***** Data to process
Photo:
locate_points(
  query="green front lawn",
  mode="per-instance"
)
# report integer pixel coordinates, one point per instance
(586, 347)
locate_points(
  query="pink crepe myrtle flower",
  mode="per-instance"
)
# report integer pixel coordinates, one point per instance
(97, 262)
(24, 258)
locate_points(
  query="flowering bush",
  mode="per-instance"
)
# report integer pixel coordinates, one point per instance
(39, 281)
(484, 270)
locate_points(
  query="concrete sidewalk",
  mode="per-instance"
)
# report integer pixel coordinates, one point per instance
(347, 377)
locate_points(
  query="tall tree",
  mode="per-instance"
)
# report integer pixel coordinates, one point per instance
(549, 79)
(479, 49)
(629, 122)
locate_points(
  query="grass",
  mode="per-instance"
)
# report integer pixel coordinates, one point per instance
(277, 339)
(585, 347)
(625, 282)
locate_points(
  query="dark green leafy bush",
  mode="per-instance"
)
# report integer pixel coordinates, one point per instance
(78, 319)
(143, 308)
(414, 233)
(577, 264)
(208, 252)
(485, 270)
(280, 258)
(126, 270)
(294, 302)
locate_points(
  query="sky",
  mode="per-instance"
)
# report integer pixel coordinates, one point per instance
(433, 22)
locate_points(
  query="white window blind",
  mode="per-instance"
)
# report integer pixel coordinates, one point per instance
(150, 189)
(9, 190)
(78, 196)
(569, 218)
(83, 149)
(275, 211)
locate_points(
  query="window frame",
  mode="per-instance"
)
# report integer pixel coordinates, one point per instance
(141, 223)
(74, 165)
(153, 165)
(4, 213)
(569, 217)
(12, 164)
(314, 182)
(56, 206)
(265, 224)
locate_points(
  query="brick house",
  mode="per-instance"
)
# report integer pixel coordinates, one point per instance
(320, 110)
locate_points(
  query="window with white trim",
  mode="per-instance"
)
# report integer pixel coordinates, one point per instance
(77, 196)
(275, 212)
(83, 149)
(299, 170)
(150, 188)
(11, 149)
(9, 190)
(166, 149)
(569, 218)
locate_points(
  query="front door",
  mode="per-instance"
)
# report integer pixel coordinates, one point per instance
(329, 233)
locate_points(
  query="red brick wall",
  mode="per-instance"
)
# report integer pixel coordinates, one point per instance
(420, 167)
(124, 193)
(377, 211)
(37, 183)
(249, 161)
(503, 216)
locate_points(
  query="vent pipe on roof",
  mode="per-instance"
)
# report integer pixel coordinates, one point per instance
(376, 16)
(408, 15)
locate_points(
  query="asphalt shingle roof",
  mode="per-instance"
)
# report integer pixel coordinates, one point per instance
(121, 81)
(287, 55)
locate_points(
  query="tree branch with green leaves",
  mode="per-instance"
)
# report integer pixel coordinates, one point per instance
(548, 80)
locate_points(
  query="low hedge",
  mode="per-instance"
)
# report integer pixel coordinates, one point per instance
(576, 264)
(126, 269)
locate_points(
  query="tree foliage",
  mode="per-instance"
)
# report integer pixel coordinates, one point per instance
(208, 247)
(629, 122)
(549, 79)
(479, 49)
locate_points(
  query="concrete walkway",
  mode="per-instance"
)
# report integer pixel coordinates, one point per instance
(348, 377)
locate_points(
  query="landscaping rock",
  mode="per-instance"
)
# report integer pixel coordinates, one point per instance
**********
Required work: Find every line in the entries above that contains the string "bush", and copy each one. Matching is case-sensitive.

Reply:
  query="flowering bush",
  query="dark green leafy bush",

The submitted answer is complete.